◆ Do this: Reproduce the lines below, from the first one through the line that holds "[333,59,352,73]", both included, and leave the pictures out of your answer.

◆ Supplied material:

══════════

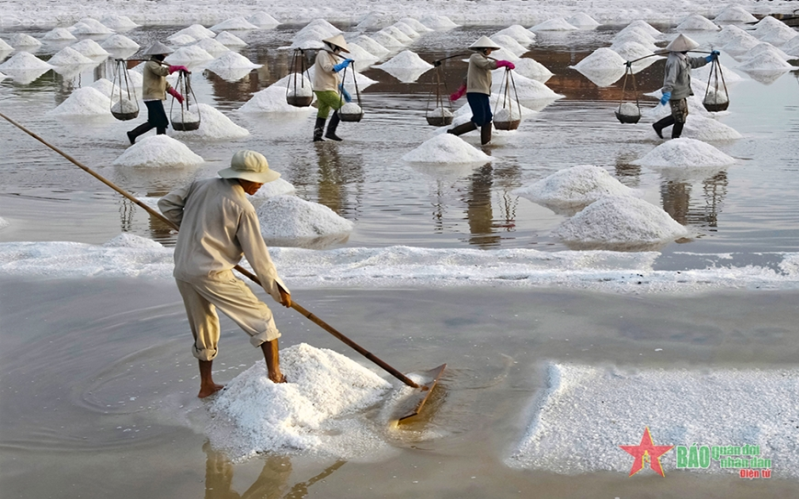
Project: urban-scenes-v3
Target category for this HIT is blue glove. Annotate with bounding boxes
[333,59,352,73]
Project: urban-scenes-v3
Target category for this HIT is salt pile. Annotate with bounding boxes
[70,39,110,57]
[512,165,635,209]
[169,104,250,140]
[402,133,493,163]
[0,52,53,71]
[113,135,203,167]
[715,5,757,23]
[209,343,391,459]
[47,87,111,116]
[42,28,77,42]
[675,14,719,31]
[256,196,354,239]
[47,47,93,66]
[211,17,258,32]
[552,196,689,245]
[215,31,247,47]
[631,138,735,168]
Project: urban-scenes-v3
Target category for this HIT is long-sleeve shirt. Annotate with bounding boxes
[661,52,707,100]
[313,50,339,92]
[466,52,497,95]
[158,178,289,302]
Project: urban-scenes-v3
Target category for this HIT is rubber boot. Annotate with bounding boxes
[325,111,341,142]
[652,116,674,139]
[128,123,154,145]
[671,123,685,139]
[447,121,477,135]
[314,118,327,142]
[480,123,491,145]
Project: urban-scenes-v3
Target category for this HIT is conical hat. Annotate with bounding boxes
[144,42,174,55]
[322,35,350,54]
[666,33,699,52]
[469,36,501,50]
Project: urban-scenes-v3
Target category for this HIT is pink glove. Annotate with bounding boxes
[449,83,466,102]
[167,88,183,104]
[497,61,516,69]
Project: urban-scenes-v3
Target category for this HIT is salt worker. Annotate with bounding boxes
[447,36,516,145]
[158,151,291,398]
[652,33,719,139]
[312,35,352,142]
[128,42,188,145]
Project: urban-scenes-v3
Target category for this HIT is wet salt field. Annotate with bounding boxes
[0,15,799,498]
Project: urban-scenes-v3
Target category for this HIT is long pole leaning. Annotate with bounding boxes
[0,113,426,389]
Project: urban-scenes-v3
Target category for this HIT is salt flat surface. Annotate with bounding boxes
[208,343,391,459]
[505,363,799,478]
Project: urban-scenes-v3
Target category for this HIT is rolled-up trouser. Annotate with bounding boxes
[175,270,280,361]
[314,90,344,119]
[669,99,688,123]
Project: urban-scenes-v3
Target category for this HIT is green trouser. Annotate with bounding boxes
[314,90,344,119]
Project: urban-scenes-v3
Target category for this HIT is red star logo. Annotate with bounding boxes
[619,426,674,477]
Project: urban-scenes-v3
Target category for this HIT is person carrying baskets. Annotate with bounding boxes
[652,33,719,139]
[447,36,516,145]
[312,35,352,142]
[128,42,188,145]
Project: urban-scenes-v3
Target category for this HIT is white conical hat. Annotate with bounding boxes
[322,35,350,53]
[144,42,174,55]
[469,36,501,50]
[666,33,699,52]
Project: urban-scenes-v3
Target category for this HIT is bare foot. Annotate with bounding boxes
[197,383,225,399]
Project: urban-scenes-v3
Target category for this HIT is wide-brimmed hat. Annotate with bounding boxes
[322,35,350,54]
[469,36,501,50]
[219,151,280,184]
[666,33,699,52]
[144,42,174,55]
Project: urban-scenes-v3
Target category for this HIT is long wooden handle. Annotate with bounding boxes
[0,113,419,388]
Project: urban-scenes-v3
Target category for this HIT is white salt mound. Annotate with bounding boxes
[513,165,634,207]
[632,138,735,167]
[47,87,111,116]
[402,133,493,163]
[47,47,92,66]
[257,196,354,239]
[552,196,689,244]
[113,135,203,167]
[209,343,391,458]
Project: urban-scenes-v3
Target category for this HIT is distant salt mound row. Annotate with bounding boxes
[169,104,250,140]
[402,133,493,163]
[552,196,689,245]
[530,17,579,32]
[208,343,391,459]
[512,165,635,208]
[47,87,111,116]
[256,196,354,239]
[113,135,203,167]
[70,38,110,57]
[675,14,719,31]
[715,5,757,23]
[103,232,163,248]
[42,28,77,42]
[214,31,247,47]
[47,47,93,66]
[631,138,735,168]
[211,17,258,32]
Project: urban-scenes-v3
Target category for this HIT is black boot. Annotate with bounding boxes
[314,118,327,142]
[447,121,477,135]
[480,123,491,145]
[325,111,341,142]
[128,123,154,145]
[652,116,674,139]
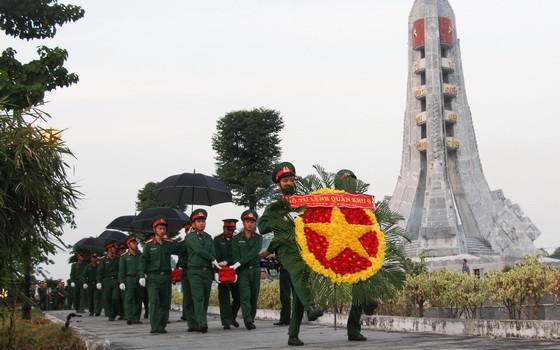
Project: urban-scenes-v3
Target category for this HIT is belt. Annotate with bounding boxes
[148,271,171,276]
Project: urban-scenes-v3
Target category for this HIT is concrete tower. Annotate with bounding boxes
[389,0,540,258]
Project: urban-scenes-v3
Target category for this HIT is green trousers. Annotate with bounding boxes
[123,276,144,321]
[101,277,121,320]
[237,266,261,322]
[218,282,241,326]
[146,274,171,331]
[187,268,212,327]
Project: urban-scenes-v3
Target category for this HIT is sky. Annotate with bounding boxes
[1,0,560,279]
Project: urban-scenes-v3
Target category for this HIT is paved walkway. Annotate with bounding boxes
[48,310,560,350]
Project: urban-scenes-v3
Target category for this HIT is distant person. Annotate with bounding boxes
[461,259,471,273]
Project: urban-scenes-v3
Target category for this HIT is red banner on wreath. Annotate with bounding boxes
[285,193,377,210]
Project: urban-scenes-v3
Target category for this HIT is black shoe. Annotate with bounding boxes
[348,333,367,341]
[288,337,303,346]
[364,301,379,316]
[307,306,323,321]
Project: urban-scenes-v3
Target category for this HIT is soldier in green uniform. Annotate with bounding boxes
[231,210,262,330]
[214,219,241,329]
[68,252,86,313]
[82,253,101,316]
[138,219,181,334]
[334,169,376,341]
[177,220,194,322]
[258,162,323,346]
[119,236,144,324]
[185,209,220,333]
[96,242,120,321]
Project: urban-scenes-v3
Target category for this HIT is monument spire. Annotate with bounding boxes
[389,0,540,258]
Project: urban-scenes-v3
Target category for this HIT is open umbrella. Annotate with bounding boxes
[130,207,189,232]
[73,237,105,252]
[97,230,128,247]
[153,173,232,206]
[105,215,136,231]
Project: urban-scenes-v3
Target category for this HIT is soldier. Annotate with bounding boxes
[214,219,241,329]
[258,162,323,346]
[231,210,262,330]
[82,253,101,316]
[119,236,144,325]
[138,219,181,334]
[185,209,221,333]
[96,242,120,321]
[68,252,86,314]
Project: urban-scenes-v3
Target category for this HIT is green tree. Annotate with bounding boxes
[0,0,84,110]
[212,108,284,209]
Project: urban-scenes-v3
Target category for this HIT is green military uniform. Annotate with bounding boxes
[82,254,101,316]
[232,210,263,329]
[185,209,216,333]
[96,246,121,321]
[119,243,144,324]
[258,162,323,345]
[214,219,241,329]
[68,253,87,312]
[138,234,181,333]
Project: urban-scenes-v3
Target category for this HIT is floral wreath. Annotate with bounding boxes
[294,188,385,284]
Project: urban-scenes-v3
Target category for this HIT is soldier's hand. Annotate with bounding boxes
[212,260,222,270]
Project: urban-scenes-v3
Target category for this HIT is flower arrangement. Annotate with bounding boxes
[294,188,385,284]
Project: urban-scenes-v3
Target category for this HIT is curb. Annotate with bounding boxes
[43,313,111,350]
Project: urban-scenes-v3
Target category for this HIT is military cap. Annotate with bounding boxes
[152,219,167,228]
[191,209,208,222]
[241,209,259,221]
[272,162,296,183]
[124,236,138,245]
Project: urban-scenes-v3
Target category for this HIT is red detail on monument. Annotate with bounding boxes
[438,17,453,47]
[411,18,424,50]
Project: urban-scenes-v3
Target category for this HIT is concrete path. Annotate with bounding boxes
[48,310,560,350]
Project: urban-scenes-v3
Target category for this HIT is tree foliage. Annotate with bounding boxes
[212,108,284,209]
[0,0,84,110]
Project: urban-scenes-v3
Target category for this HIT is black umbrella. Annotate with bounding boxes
[153,173,232,206]
[73,237,105,252]
[130,207,189,232]
[97,230,128,247]
[105,215,136,231]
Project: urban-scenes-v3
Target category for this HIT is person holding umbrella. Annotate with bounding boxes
[185,209,221,333]
[82,253,101,316]
[214,219,241,329]
[119,236,144,325]
[96,242,121,321]
[69,252,86,314]
[231,209,262,330]
[138,218,181,334]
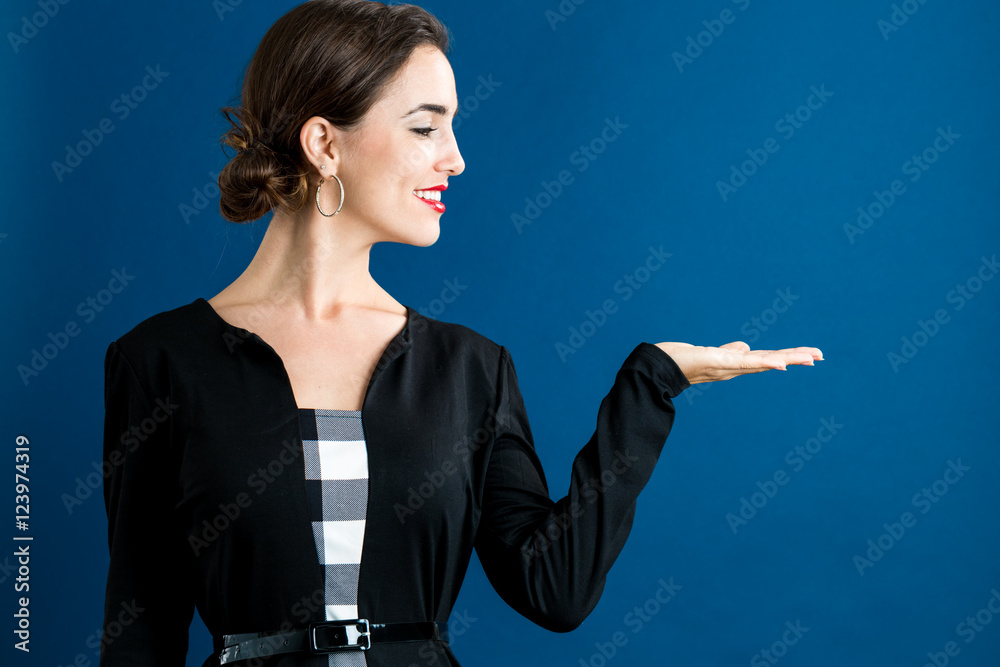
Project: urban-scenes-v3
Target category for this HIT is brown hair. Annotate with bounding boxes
[219,0,449,222]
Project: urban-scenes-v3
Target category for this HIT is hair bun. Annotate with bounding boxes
[219,107,302,222]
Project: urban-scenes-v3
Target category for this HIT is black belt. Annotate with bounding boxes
[219,618,448,665]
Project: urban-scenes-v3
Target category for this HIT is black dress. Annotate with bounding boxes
[101,298,689,667]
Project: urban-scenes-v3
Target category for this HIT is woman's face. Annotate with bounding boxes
[334,45,465,246]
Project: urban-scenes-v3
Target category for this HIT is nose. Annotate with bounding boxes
[438,133,465,176]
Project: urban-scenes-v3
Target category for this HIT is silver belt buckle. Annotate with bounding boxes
[309,618,372,653]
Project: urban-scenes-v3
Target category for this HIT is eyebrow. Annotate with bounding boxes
[400,102,458,118]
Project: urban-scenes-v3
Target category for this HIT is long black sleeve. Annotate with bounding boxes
[100,342,194,667]
[476,343,690,632]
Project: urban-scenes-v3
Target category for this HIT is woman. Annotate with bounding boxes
[101,0,821,667]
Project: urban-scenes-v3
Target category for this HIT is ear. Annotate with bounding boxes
[299,116,347,179]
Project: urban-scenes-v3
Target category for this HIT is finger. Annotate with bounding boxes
[773,347,823,360]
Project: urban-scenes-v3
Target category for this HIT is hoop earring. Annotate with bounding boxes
[316,174,344,218]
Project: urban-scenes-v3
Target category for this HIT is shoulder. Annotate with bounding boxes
[108,299,211,374]
[410,311,509,368]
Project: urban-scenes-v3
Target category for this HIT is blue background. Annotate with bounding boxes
[0,0,1000,667]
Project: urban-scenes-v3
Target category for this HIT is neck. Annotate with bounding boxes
[227,207,400,321]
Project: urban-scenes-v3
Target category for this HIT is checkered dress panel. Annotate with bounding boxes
[299,408,368,667]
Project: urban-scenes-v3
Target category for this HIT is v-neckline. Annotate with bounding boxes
[194,297,417,414]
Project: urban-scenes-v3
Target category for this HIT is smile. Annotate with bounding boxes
[413,186,445,213]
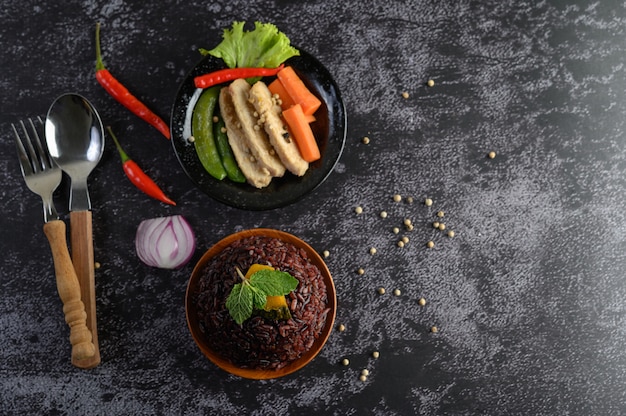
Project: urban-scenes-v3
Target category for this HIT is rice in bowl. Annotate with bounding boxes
[188,233,335,370]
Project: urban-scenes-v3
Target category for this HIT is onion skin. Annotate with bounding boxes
[135,215,196,269]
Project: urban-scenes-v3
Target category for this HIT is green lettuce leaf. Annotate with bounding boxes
[200,22,300,68]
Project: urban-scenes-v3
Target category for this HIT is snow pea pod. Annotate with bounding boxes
[213,110,246,183]
[191,87,227,180]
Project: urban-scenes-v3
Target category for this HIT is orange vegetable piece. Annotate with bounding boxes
[276,66,322,115]
[283,104,320,162]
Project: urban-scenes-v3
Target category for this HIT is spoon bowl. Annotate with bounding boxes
[46,94,104,211]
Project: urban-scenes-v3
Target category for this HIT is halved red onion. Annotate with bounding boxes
[135,215,196,269]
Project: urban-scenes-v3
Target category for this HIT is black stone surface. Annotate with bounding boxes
[0,0,626,415]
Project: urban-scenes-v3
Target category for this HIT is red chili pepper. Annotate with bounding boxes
[193,64,285,88]
[96,23,170,139]
[107,127,176,205]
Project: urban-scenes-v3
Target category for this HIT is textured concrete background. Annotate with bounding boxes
[0,0,626,415]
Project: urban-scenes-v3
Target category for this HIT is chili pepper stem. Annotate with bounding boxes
[107,126,130,164]
[96,22,106,72]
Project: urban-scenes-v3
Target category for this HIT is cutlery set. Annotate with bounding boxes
[12,94,104,369]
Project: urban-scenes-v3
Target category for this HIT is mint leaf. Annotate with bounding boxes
[226,282,254,325]
[226,269,299,325]
[249,270,298,296]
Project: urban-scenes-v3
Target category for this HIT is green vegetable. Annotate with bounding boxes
[213,110,246,183]
[191,87,226,180]
[200,22,300,68]
[226,269,298,325]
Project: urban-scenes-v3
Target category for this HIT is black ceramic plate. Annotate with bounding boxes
[171,51,346,210]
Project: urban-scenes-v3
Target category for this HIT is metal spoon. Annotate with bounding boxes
[46,94,104,367]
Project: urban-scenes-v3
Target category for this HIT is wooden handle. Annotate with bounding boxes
[43,220,96,363]
[70,211,100,368]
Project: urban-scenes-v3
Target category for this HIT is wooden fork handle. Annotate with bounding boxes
[70,210,100,368]
[43,220,95,364]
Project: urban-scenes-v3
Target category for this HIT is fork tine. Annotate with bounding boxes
[11,123,33,176]
[28,117,54,170]
[20,120,42,173]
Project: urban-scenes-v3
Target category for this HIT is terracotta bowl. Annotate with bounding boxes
[185,228,337,380]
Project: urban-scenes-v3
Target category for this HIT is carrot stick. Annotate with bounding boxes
[276,66,322,115]
[267,78,315,123]
[283,104,320,162]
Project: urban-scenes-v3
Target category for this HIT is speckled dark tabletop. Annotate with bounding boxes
[0,0,626,415]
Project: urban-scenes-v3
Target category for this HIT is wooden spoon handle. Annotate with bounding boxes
[70,211,100,368]
[43,220,96,364]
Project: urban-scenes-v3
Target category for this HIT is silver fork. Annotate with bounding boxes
[11,117,95,366]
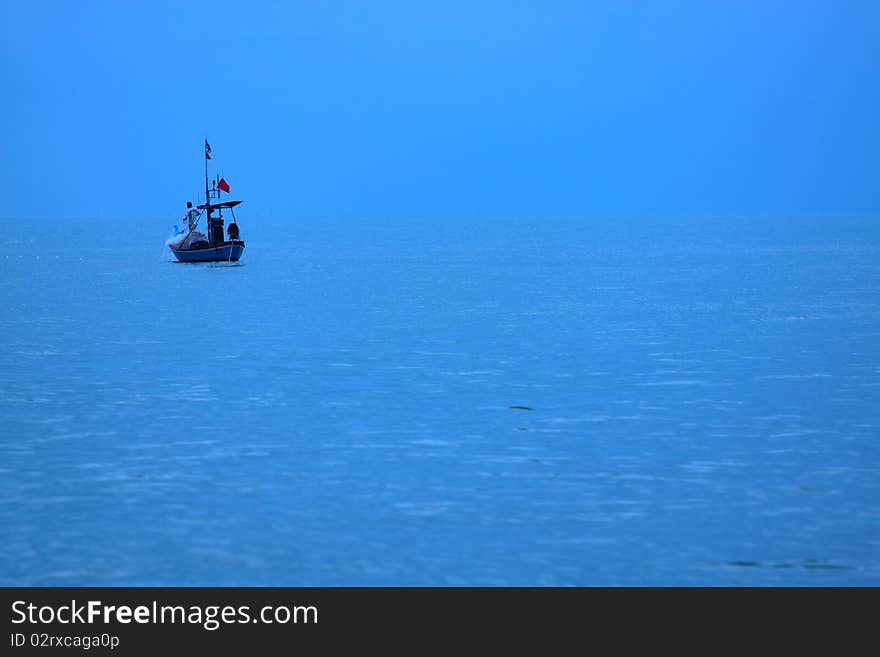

══════════

◆ Response for this exercise:
Project: urban-scenes-v3
Target category for this HIT is blue glove. Annotate with bounding boxes
[333,59,352,73]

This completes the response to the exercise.